* Input material:
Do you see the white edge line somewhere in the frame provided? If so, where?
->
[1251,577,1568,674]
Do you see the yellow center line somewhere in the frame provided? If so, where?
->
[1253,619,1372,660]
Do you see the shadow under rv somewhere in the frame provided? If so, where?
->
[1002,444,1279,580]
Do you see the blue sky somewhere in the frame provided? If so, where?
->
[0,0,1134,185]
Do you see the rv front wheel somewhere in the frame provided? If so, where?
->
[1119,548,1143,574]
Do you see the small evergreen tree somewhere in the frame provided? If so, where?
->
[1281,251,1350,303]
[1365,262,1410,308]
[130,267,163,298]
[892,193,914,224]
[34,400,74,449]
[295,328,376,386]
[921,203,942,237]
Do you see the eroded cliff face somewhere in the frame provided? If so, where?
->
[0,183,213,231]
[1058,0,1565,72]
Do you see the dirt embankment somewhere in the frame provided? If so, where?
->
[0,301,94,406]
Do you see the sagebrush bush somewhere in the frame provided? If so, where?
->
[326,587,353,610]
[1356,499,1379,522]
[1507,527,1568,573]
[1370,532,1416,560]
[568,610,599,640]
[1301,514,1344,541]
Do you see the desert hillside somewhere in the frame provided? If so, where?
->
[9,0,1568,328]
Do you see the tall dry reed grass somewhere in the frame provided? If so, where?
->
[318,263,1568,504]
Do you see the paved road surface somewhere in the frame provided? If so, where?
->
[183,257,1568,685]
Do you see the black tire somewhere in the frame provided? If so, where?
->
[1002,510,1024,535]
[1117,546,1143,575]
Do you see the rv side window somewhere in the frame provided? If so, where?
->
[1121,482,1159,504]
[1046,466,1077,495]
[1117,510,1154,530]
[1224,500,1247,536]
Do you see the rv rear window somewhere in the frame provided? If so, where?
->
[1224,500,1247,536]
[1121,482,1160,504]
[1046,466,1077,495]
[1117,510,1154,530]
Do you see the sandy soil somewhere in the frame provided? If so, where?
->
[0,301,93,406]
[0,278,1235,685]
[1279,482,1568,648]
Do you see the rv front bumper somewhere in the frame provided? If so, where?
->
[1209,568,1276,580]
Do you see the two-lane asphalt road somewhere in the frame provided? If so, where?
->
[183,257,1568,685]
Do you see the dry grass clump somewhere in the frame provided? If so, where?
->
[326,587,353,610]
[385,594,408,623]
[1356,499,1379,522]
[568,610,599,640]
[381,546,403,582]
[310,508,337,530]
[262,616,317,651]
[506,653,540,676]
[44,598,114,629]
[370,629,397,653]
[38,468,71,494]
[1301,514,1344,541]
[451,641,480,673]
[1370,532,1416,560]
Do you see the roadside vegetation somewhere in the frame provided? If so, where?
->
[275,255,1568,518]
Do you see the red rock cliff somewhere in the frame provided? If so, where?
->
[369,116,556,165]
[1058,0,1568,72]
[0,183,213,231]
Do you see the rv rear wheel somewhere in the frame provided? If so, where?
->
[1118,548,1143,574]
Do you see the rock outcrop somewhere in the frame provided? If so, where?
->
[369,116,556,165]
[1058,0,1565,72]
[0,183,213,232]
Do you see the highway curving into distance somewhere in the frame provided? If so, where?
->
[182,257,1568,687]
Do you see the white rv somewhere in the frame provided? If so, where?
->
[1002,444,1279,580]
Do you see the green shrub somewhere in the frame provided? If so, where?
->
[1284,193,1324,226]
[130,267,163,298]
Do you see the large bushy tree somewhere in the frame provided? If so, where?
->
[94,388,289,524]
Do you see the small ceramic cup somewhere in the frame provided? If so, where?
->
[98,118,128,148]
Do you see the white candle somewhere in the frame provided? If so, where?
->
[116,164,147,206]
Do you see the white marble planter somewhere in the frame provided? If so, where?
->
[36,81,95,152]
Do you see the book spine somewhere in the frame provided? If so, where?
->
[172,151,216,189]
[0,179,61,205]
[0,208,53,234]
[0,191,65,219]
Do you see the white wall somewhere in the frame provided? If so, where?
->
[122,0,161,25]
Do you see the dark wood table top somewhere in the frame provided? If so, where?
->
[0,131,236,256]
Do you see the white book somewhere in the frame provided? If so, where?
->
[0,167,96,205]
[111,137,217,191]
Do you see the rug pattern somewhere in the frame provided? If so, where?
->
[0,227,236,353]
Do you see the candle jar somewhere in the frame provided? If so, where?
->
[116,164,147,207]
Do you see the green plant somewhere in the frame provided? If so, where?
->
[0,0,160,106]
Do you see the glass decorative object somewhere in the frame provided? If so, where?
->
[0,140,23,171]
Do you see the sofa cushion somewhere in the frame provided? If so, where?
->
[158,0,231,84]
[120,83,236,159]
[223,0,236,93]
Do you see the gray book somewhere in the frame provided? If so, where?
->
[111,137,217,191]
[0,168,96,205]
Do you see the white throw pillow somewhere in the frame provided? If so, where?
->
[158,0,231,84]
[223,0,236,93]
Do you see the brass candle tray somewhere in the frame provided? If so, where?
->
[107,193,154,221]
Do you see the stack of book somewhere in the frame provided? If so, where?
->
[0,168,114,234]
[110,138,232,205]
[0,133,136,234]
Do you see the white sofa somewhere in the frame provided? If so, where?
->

* Prompt: Gather every line in the entries above that contains the word "cliff", and copy each one out in full.

* Response for this exercise:
Do you see the eroded cliff face somewhere in the frame provided? If so, where?
Do you see the red rock cliff somewhere in the frame provided? If so, where?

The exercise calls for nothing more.